◆ Instruction:
Lay out every line of the material below as a Markdown table with the columns "Row" and "Line," numbering each row and leaving out blank lines.

(Records from a point-labeling set)

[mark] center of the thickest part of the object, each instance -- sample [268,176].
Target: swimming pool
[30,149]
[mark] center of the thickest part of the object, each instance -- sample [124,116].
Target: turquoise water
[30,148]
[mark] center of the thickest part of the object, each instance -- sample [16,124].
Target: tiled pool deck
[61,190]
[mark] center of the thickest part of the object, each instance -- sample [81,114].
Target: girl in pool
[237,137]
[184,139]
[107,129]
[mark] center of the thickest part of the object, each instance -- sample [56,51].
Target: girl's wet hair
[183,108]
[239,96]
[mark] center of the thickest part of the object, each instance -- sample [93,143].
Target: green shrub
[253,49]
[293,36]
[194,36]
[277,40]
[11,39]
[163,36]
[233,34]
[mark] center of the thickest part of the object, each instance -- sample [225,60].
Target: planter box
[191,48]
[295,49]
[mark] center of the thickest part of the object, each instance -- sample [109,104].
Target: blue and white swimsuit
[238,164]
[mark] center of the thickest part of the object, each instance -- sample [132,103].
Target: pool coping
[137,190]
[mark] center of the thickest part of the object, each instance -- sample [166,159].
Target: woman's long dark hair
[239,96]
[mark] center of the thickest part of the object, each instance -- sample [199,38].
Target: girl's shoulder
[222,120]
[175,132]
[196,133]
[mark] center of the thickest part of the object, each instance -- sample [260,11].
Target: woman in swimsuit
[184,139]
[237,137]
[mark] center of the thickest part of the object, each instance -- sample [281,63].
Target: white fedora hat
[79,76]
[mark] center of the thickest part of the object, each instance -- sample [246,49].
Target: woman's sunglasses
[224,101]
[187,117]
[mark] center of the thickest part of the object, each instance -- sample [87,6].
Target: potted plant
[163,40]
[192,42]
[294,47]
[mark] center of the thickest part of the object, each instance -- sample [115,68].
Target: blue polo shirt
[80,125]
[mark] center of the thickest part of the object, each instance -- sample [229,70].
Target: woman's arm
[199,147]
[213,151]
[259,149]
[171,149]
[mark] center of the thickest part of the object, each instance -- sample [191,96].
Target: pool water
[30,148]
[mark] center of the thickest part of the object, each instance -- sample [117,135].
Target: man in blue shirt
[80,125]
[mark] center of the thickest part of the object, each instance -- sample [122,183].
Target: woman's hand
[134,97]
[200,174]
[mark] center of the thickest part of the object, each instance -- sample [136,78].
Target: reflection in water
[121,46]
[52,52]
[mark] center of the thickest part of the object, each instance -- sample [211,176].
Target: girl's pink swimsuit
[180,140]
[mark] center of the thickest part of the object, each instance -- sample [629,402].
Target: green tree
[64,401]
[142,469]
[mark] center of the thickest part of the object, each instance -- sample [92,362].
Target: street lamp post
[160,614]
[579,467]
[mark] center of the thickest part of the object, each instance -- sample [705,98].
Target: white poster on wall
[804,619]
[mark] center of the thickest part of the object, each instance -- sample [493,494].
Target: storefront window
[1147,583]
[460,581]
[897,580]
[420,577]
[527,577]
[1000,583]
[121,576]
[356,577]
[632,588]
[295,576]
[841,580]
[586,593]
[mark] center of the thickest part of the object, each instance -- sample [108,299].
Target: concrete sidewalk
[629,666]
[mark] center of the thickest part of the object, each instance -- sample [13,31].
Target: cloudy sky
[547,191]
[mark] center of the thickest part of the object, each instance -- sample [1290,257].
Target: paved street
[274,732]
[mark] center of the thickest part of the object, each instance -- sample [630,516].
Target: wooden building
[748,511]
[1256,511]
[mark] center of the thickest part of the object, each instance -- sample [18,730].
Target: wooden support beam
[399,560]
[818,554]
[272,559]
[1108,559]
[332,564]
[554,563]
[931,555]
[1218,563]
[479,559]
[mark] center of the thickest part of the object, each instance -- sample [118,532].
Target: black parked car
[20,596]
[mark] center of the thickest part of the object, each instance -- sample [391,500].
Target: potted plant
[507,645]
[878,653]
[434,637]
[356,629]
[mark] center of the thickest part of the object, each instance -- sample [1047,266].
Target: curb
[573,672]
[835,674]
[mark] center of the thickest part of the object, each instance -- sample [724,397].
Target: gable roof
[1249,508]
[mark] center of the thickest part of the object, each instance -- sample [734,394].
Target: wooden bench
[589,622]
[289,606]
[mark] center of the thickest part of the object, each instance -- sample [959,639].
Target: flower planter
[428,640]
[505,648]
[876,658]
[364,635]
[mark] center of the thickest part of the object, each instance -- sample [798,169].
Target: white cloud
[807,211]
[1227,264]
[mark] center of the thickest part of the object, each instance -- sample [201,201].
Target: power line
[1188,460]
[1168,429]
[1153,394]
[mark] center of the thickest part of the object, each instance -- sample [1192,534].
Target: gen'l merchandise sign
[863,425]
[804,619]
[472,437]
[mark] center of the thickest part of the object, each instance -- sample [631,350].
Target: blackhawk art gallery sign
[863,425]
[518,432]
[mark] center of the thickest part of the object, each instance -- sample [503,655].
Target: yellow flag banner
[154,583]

◆ The response:
| Row | Line |
|---|---|
| 1 | [mark] center of the thickest part of the object, each instance -- sample [268,176]. |
| 2 | Target: swimming pool |
| 3 | [30,149] |
| 4 | [mark] center of the thickest part of the object, each instance -- sample [124,116]. |
| 5 | Target: turquoise water |
| 6 | [30,148] |
| 7 | [mark] center of the thickest part of the object, each instance -- sample [16,124]. |
| 8 | Target: tiled pool deck |
| 9 | [61,190] |
| 10 | [mark] center of the thickest part of the object, each instance -- sample [81,114]. |
| 11 | Target: girl in pool |
| 12 | [237,137] |
| 13 | [184,139] |
| 14 | [107,129] |
| 15 | [mark] center of the thickest part of the object, each instance -- sample [56,51]. |
| 16 | Target: girl's wet hair |
| 17 | [183,108] |
| 18 | [239,96] |
| 19 | [mark] center of the thickest part of the object, each instance -- sample [93,143]. |
| 20 | Target: green shrub |
| 21 | [253,49] |
| 22 | [293,36] |
| 23 | [194,36] |
| 24 | [277,40] |
| 25 | [11,39] |
| 26 | [163,36] |
| 27 | [233,34] |
| 28 | [mark] center of the thickest part of the object, each instance -- sample [225,60]. |
| 29 | Target: planter box |
| 30 | [191,48] |
| 31 | [295,49] |
| 32 | [mark] center of the thickest part of the object, each instance -- sample [109,104]. |
| 33 | Target: blue and white swimsuit |
| 34 | [238,164] |
| 35 | [mark] center of the thickest part of the object, each instance -- sample [132,103]. |
| 36 | Target: pool coping |
| 37 | [137,190] |
| 38 | [mark] center of the thickest part of the object, each instance -- sample [166,159]. |
| 39 | Target: woman's long dark hair |
| 40 | [239,96] |
| 41 | [mark] center of the thickest part of the object, each instance -- sample [199,38]. |
| 42 | Target: girl's shoulder |
| 43 | [222,120] |
| 44 | [175,132] |
| 45 | [196,133] |
| 46 | [mark] center of the thickest part of the object, each instance -- sample [260,11]. |
| 47 | Target: woman in swimsuit |
| 48 | [184,139] |
| 49 | [237,137] |
| 50 | [mark] center of the thickest part of the object, each instance -- sample [281,63]. |
| 51 | Target: white fedora hat |
| 52 | [79,76] |
| 53 | [mark] center of the thickest part of the object, each instance -- sample [246,49]. |
| 54 | Target: woman's sunglasses |
| 55 | [224,101] |
| 56 | [187,117] |
| 57 | [mark] center of the thickest part of the object, each instance -- sample [87,6]. |
| 58 | Target: potted plant |
| 59 | [163,40] |
| 60 | [192,42] |
| 61 | [294,47] |
| 62 | [mark] center of the thickest part of the object, each instance -- sample [115,68]. |
| 63 | Target: blue polo shirt |
| 64 | [80,125] |
| 65 | [mark] center of the thickest part of the object, each instance -- sample [229,70]. |
| 66 | Target: woman's arm |
| 67 | [199,147] |
| 68 | [213,151] |
| 69 | [259,149] |
| 70 | [171,149] |
| 71 | [mark] center of the thickest part of the object, each instance -- sample [191,96]. |
| 72 | Target: pool water |
| 73 | [30,148] |
| 74 | [mark] center of the thickest part of the object, each instance -- sample [117,135]. |
| 75 | Target: man in blue shirt |
| 76 | [80,125] |
| 77 | [mark] center of the thickest part of the object, each instance -- sample [122,183]. |
| 78 | Target: woman's hand |
| 79 | [134,97] |
| 80 | [200,174] |
| 81 | [mark] center of the thickest part of the object, each instance -- sample [136,78]. |
| 82 | Target: reflection in water |
| 83 | [121,46] |
| 84 | [52,52] |
| 85 | [mark] center of the thickest part of the object, each instance -- sample [211,176]. |
| 86 | Target: girl's pink swimsuit |
| 87 | [180,140] |
| 88 | [mark] center of the thickest part of the object, each instance -- sample [629,402]. |
| 89 | Target: green tree |
| 90 | [64,401] |
| 91 | [142,469] |
| 92 | [mark] center of the thickest part of the object, each instance -- sample [92,362]. |
| 93 | Target: street lamp post |
| 94 | [160,614] |
| 95 | [579,467] |
| 96 | [mark] center of the thickest part of the object, each instance -- sample [705,98]. |
| 97 | Target: white poster on wall |
| 98 | [804,619] |
| 99 | [mark] center of the thickest part of the object, each instance -- sample [493,494]. |
| 100 | Target: storefront window |
| 101 | [1147,583] |
| 102 | [460,581] |
| 103 | [897,580] |
| 104 | [420,577] |
| 105 | [527,577] |
| 106 | [1000,583] |
| 107 | [121,576] |
| 108 | [356,577] |
| 109 | [632,588] |
| 110 | [295,576] |
| 111 | [841,580] |
| 112 | [586,593] |
| 113 | [mark] center of the thickest part of the object, each instance -- sample [108,299]. |
| 114 | Target: concrete sidewalk |
| 115 | [629,666] |
| 116 | [mark] center of the thickest part of the object, each instance -- sample [13,31]. |
| 117 | Target: cloudy sky |
| 118 | [547,191] |
| 119 | [mark] center of the thickest part of the object, each instance -- sample [1290,257]. |
| 120 | Target: paved street |
| 121 | [274,732] |
| 122 | [mark] center of the thickest part of the object, each instance -- sample [630,516]. |
| 123 | Target: wooden building |
| 124 | [748,511] |
| 125 | [1256,511] |
| 126 | [mark] center of the thickest part of the object, each instance -- sample [18,730]. |
| 127 | Target: wooden support beam |
| 128 | [399,560] |
| 129 | [818,554] |
| 130 | [272,559] |
| 131 | [1108,559] |
| 132 | [332,564] |
| 133 | [554,563] |
| 134 | [931,555] |
| 135 | [1218,563] |
| 136 | [479,559] |
| 137 | [mark] center of the thickest part of the object, each instance -- sample [118,532]. |
| 138 | Target: black parked car |
| 139 | [20,596] |
| 140 | [mark] center of the thickest part of the object, each instance -- sample [391,500]. |
| 141 | Target: potted plant |
| 142 | [507,645] |
| 143 | [878,653] |
| 144 | [434,637] |
| 145 | [356,629] |
| 146 | [mark] center of the thickest part of the object, each instance -- sample [1047,266]. |
| 147 | Target: curb |
| 148 | [573,672] |
| 149 | [835,674] |
| 150 | [mark] center of the thickest part of the object, each instance -- sample [724,397]. |
| 151 | Target: gable roof |
| 152 | [1249,508] |
| 153 | [mark] center of the thickest part of the object, each instance -- sample [734,394]. |
| 154 | Target: wooden bench |
| 155 | [589,622] |
| 156 | [289,606] |
| 157 | [mark] center of the thickest part of the object, each instance -- sample [959,639]. |
| 158 | Target: flower planter |
| 159 | [428,640] |
| 160 | [505,648] |
| 161 | [876,658] |
| 162 | [364,635] |
| 163 | [mark] center of the thickest part of the object, each instance -- sample [798,169]. |
| 164 | Target: white cloud |
| 165 | [807,211] |
| 166 | [1227,264] |
| 167 | [mark] center of the thickest part of the object, each instance -- sample [201,201]. |
| 168 | Target: power line |
| 169 | [1188,460] |
| 170 | [1168,429] |
| 171 | [1153,394] |
| 172 | [mark] center of the thickest part of the object, each instance -- sample [1192,534]. |
| 173 | Target: gen'l merchandise sign |
| 174 | [863,425] |
| 175 | [804,619] |
| 176 | [472,437] |
| 177 | [mark] center of the thickest part of the object, each instance -- sample [631,350]. |
| 178 | Target: blackhawk art gallery sign |
| 179 | [863,425] |
| 180 | [518,432] |
| 181 | [mark] center of the thickest part of the object, each instance -- sample [503,655]. |
| 182 | Target: yellow flag banner |
| 183 | [154,583] |